### Task input

--- START ---

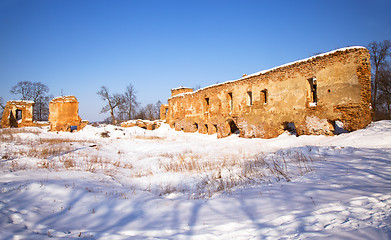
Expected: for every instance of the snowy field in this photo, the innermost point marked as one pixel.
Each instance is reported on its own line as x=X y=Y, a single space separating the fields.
x=129 y=183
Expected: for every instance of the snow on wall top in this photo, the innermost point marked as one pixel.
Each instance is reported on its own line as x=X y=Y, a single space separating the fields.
x=271 y=69
x=180 y=87
x=68 y=98
x=20 y=101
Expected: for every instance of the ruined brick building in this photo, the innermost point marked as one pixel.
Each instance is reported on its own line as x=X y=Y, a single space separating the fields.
x=310 y=96
x=63 y=114
x=18 y=114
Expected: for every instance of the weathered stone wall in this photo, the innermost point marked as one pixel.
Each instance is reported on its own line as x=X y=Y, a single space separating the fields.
x=18 y=114
x=146 y=124
x=64 y=114
x=163 y=111
x=311 y=94
x=180 y=90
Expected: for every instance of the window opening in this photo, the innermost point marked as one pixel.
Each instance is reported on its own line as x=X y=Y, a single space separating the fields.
x=18 y=114
x=290 y=127
x=233 y=128
x=250 y=98
x=231 y=103
x=264 y=96
x=207 y=103
x=314 y=90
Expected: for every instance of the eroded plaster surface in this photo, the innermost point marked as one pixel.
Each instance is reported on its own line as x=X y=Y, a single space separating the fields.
x=306 y=96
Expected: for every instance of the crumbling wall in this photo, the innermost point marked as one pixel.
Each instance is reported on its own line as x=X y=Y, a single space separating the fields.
x=307 y=96
x=18 y=114
x=64 y=114
x=146 y=124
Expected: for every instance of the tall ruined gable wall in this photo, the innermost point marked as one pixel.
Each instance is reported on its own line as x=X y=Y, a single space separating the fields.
x=64 y=113
x=342 y=93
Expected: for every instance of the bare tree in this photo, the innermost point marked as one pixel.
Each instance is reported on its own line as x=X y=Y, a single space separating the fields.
x=379 y=52
x=128 y=106
x=37 y=92
x=113 y=101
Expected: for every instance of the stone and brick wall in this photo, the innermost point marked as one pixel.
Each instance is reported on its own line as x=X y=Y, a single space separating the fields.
x=311 y=94
x=64 y=114
x=18 y=114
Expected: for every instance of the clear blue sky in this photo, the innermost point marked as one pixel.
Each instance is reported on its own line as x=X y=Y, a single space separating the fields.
x=76 y=46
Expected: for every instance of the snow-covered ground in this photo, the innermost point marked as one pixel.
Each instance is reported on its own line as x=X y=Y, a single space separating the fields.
x=129 y=183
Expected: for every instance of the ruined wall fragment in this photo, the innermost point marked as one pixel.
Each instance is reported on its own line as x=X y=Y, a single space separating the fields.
x=64 y=114
x=307 y=96
x=18 y=114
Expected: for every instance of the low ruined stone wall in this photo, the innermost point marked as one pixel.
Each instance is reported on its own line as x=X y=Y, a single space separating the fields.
x=309 y=95
x=18 y=114
x=146 y=124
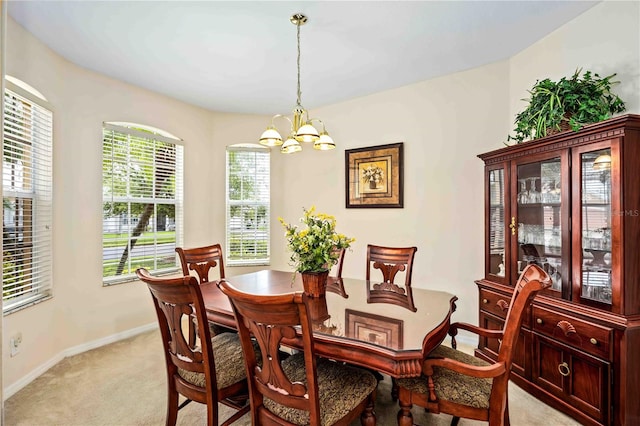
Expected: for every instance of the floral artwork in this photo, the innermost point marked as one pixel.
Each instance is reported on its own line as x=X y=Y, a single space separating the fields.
x=374 y=176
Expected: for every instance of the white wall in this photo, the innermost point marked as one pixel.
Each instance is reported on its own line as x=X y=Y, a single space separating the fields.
x=82 y=310
x=444 y=123
x=605 y=39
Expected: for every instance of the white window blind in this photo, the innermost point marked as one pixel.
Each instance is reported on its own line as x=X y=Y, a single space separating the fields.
x=26 y=199
x=248 y=205
x=142 y=201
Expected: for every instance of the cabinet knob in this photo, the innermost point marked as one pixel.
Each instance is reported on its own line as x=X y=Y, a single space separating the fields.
x=502 y=304
x=564 y=369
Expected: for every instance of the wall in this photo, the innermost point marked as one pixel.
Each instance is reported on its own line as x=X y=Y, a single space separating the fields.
x=605 y=39
x=82 y=311
x=444 y=123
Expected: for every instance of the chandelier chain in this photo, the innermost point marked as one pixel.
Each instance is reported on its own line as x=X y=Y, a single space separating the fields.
x=298 y=39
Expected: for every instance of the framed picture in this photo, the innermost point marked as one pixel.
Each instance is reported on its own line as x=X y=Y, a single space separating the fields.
x=374 y=176
x=376 y=329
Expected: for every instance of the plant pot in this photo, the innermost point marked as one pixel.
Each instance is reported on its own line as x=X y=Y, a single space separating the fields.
x=315 y=283
x=318 y=310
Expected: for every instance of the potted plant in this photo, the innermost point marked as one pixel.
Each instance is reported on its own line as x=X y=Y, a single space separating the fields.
x=315 y=250
x=569 y=103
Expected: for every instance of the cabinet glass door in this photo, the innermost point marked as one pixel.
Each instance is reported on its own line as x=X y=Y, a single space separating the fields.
x=496 y=226
x=539 y=216
x=595 y=188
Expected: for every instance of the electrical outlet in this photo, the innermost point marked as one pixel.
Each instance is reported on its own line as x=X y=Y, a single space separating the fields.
x=14 y=344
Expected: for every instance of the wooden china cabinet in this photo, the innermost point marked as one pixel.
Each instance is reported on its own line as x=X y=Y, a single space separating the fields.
x=571 y=204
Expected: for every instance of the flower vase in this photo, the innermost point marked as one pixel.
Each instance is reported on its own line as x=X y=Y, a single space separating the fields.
x=315 y=283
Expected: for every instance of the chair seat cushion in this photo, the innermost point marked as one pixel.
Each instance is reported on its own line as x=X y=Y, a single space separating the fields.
x=450 y=385
x=340 y=387
x=227 y=353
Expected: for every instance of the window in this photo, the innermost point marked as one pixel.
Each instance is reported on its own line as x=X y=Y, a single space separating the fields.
x=26 y=198
x=248 y=209
x=142 y=201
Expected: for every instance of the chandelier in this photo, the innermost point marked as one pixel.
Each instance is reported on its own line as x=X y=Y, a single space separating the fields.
x=302 y=129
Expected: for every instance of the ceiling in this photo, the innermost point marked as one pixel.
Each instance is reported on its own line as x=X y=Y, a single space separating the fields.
x=240 y=56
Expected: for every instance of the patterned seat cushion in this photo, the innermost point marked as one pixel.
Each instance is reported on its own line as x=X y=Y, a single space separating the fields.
x=340 y=387
x=227 y=353
x=450 y=385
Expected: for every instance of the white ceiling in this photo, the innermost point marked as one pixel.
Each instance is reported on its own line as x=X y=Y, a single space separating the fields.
x=240 y=56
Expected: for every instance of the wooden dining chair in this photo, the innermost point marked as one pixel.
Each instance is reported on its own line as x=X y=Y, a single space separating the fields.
x=390 y=261
x=302 y=389
x=462 y=385
x=334 y=281
x=202 y=261
x=211 y=372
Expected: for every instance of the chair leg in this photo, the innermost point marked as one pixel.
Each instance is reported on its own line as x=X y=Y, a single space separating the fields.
x=405 y=418
x=172 y=407
x=394 y=390
x=368 y=416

--- END ---

### The exercise
Arrange as a JSON list of strings the lines starting with the line containing "Expected: for every instance of the bare" and going on through the line containing "x=113 y=101", one string per line, with blank lines left out.

### Problem solution
[
  "Expected: for every instance of the bare tree in this photo, the innermost point marked as one pixel.",
  "Each instance is reported on its own line as x=X y=Y, a single space separating the fields.",
  "x=379 y=52",
  "x=128 y=106",
  "x=37 y=92",
  "x=113 y=101"
]